> [SET TASK]:
Copy, without changes, the lines of the records from the line containing "[mark] wheelhouse window" through the last line of the records, including both ends.

> [SUPPLIED INFORMATION]:
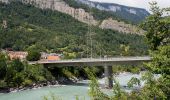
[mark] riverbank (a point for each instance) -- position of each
(60, 82)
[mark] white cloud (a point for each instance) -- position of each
(138, 3)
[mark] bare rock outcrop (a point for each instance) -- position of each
(120, 26)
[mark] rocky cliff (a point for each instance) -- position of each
(81, 15)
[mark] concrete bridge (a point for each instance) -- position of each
(107, 63)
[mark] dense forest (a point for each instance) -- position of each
(122, 15)
(52, 31)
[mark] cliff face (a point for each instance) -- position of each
(120, 26)
(81, 15)
(61, 6)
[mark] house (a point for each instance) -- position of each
(17, 55)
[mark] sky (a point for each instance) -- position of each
(138, 3)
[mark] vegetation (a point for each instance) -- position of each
(154, 88)
(49, 31)
(33, 54)
(101, 15)
(18, 74)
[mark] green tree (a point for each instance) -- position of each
(33, 54)
(157, 29)
(3, 65)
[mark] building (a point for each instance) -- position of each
(17, 55)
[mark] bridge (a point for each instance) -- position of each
(106, 62)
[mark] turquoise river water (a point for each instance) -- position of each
(68, 92)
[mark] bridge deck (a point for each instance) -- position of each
(95, 61)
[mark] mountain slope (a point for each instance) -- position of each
(50, 31)
(132, 14)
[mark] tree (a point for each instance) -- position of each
(3, 65)
(157, 29)
(158, 36)
(33, 54)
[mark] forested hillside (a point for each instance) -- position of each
(102, 11)
(52, 31)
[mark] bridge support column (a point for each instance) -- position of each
(108, 76)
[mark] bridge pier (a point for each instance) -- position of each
(108, 77)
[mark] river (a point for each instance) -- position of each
(68, 92)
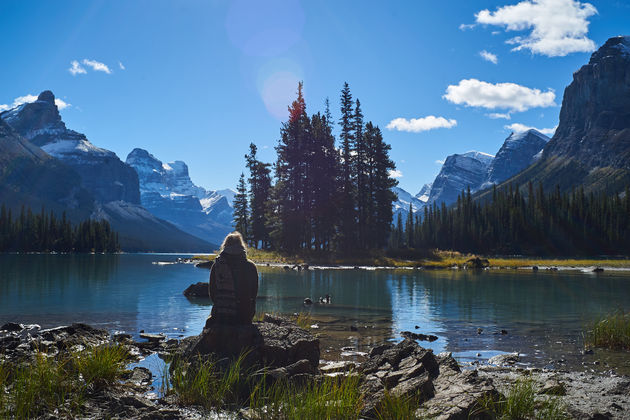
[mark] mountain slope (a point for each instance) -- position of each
(68, 173)
(459, 172)
(167, 191)
(591, 146)
(30, 177)
(101, 172)
(517, 153)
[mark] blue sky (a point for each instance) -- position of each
(199, 80)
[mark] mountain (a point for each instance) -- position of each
(44, 163)
(401, 205)
(31, 177)
(459, 172)
(425, 191)
(517, 153)
(101, 172)
(167, 191)
(591, 146)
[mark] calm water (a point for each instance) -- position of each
(544, 313)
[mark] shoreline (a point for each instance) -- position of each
(138, 395)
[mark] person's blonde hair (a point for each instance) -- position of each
(234, 239)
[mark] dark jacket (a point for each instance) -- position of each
(233, 288)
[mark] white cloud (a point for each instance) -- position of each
(23, 100)
(498, 115)
(488, 56)
(519, 128)
(558, 27)
(76, 68)
(32, 98)
(416, 125)
(61, 104)
(473, 92)
(97, 66)
(395, 173)
(466, 26)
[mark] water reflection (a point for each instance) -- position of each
(544, 313)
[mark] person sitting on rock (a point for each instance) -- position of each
(233, 284)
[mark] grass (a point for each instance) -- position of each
(520, 403)
(397, 408)
(102, 365)
(62, 383)
(435, 259)
(611, 331)
(204, 384)
(214, 385)
(328, 398)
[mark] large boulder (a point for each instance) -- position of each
(274, 343)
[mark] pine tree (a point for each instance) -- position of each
(241, 210)
(347, 225)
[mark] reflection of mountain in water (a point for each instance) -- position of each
(544, 313)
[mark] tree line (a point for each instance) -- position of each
(44, 232)
(323, 196)
(530, 223)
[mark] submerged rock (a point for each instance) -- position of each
(197, 290)
(274, 343)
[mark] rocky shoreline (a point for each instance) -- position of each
(441, 388)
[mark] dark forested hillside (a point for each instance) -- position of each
(44, 232)
(534, 223)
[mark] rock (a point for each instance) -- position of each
(457, 396)
(477, 263)
(415, 336)
(197, 290)
(404, 369)
(553, 387)
(12, 327)
(335, 367)
(504, 359)
(274, 342)
(205, 264)
(153, 337)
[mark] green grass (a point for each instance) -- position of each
(203, 383)
(435, 259)
(397, 408)
(102, 365)
(47, 384)
(520, 403)
(327, 398)
(611, 331)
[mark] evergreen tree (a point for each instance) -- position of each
(241, 210)
(347, 225)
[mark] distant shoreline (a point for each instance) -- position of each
(441, 261)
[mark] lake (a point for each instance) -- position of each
(544, 312)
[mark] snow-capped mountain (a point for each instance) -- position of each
(401, 205)
(517, 153)
(425, 191)
(459, 172)
(101, 172)
(93, 181)
(167, 191)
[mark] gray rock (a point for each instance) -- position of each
(275, 342)
(197, 290)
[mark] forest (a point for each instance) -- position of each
(44, 232)
(529, 223)
(322, 197)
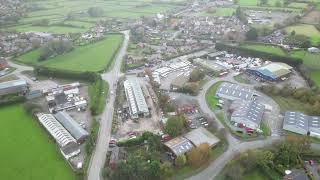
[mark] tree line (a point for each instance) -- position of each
(304, 95)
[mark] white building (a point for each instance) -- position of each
(56, 130)
(137, 103)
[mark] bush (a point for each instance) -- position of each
(175, 125)
(181, 160)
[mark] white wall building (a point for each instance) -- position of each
(137, 103)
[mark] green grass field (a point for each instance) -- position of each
(298, 5)
(255, 174)
(271, 3)
(311, 60)
(315, 76)
(92, 57)
(307, 30)
(248, 2)
(265, 48)
(27, 153)
(290, 104)
(56, 11)
(210, 96)
(224, 12)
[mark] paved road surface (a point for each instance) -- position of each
(235, 145)
(216, 166)
(99, 155)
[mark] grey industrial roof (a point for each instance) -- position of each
(135, 96)
(201, 135)
(301, 121)
(249, 110)
(234, 91)
(13, 83)
(179, 145)
(297, 119)
(179, 81)
(218, 53)
(73, 127)
(59, 133)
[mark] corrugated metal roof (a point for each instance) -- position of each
(13, 83)
(301, 121)
(73, 127)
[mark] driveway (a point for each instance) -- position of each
(98, 157)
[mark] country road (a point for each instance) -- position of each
(100, 152)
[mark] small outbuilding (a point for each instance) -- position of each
(179, 145)
(14, 86)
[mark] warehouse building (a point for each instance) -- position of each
(56, 130)
(247, 113)
(14, 86)
(3, 64)
(72, 126)
(271, 72)
(183, 144)
(67, 144)
(179, 82)
(300, 123)
(137, 103)
(233, 92)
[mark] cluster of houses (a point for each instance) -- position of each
(211, 27)
(11, 10)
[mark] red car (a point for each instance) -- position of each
(165, 137)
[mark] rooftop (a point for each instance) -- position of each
(275, 69)
(294, 121)
(72, 126)
(249, 110)
(13, 83)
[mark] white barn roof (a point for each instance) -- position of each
(56, 130)
(73, 127)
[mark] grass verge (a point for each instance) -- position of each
(28, 153)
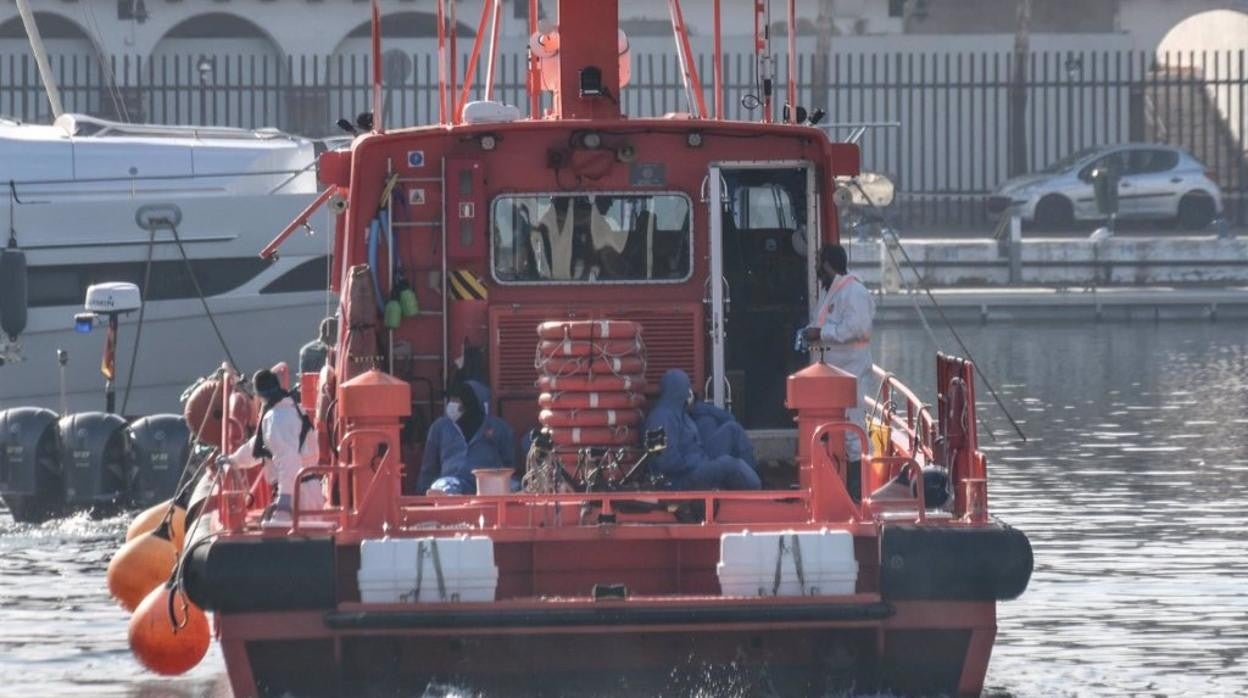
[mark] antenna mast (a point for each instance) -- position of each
(45, 69)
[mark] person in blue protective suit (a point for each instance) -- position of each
(467, 438)
(687, 462)
(720, 432)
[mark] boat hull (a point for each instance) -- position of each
(786, 647)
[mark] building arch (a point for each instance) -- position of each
(71, 51)
(226, 65)
(406, 30)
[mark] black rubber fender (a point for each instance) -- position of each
(954, 563)
(252, 575)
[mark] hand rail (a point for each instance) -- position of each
(919, 423)
(382, 467)
(829, 493)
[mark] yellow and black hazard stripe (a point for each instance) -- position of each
(464, 286)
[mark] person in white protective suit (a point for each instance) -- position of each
(285, 443)
(841, 330)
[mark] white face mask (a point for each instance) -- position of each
(454, 411)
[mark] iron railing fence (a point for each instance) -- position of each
(949, 152)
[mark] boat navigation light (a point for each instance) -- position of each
(590, 140)
(592, 81)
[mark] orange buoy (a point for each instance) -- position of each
(141, 566)
(169, 644)
(152, 517)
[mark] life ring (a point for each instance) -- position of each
(600, 365)
(205, 413)
(559, 418)
(589, 330)
(593, 436)
(602, 382)
(552, 349)
(590, 400)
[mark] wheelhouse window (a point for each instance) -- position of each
(590, 237)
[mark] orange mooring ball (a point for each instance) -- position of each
(157, 643)
(151, 518)
(141, 566)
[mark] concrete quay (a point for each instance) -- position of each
(1191, 277)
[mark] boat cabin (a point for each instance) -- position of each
(702, 230)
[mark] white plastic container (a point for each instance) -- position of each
(404, 571)
(810, 563)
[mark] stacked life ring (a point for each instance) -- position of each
(592, 376)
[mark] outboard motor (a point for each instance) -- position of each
(157, 448)
(30, 480)
(94, 460)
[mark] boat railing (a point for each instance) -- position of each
(897, 408)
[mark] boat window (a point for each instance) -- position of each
(763, 207)
(590, 237)
(65, 285)
(311, 275)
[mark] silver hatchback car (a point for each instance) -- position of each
(1158, 182)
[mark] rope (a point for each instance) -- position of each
(940, 311)
(931, 335)
(796, 565)
(142, 312)
(199, 291)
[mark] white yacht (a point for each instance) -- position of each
(92, 201)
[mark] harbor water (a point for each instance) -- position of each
(1132, 486)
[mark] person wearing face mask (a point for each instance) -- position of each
(466, 438)
(285, 443)
(687, 462)
(841, 329)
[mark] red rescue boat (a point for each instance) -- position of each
(632, 246)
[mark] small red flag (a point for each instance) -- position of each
(109, 363)
(377, 68)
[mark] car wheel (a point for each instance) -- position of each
(1196, 211)
(1055, 212)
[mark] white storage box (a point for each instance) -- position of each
(808, 563)
(407, 570)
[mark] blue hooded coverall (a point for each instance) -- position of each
(687, 462)
(721, 433)
(449, 458)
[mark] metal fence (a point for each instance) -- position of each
(950, 150)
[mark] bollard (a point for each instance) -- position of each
(819, 393)
(372, 407)
(976, 500)
(1015, 249)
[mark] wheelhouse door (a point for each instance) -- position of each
(763, 247)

> [THE OUTPUT]:
[mark] wheelhouse window (a point for each instance) -- position of each
(590, 237)
[mark] orange mooring ball (a point for each instance) -- position of each
(157, 643)
(151, 518)
(141, 566)
[mark] concrete quay (a point for each instance) -- position of each
(1191, 277)
[mark] boat cabin (a point for each instance) -- position of each
(702, 230)
[mark] white plastic container (a point for each instance) -- position of each
(404, 571)
(810, 563)
[mark] stacked life ring (a point for each instance) -- position of each
(592, 376)
[mark] outboard motor (a point for each instance) -- position of each
(157, 448)
(30, 480)
(94, 460)
[mark] boat railing (a point for each instance) -- position of each
(897, 408)
[mark] boat window (a point for each instance) -- position of each
(763, 207)
(590, 237)
(65, 285)
(311, 275)
[mark] silver hatchback car (a point for each instance) -- position of each
(1158, 182)
[mark] rope (a point for each instance) -- position of each
(940, 311)
(931, 335)
(796, 565)
(142, 312)
(199, 291)
[mark] white yacht (a point for each instance) -- position of each
(92, 201)
[mark] harbor water (a point for each instance) -- position of each
(1132, 486)
[mark] person wearing face mask (a point for each instance) -- position of each
(466, 438)
(285, 443)
(687, 462)
(841, 329)
[mark] red rescue boat (a point for each instance) -- position of each
(632, 246)
[mark] small red flag (a point for each instance) -- position of each
(109, 363)
(377, 68)
[mark] car wheel (a point for each instance) -- position of each
(1196, 211)
(1055, 212)
[mark] white storage box (a point for each instance) -- position of each
(808, 563)
(407, 570)
[mark] blue hooded coverall (a point for each instance) -- position of each
(687, 462)
(721, 433)
(449, 458)
[mark] metal fence (a point for each instance) -- position of each
(950, 150)
[mark] bollard (a point for each instance) -- position of each
(819, 393)
(372, 407)
(976, 500)
(1015, 249)
[mark] wheelhouse door (a point for each instance) -- position of each
(763, 247)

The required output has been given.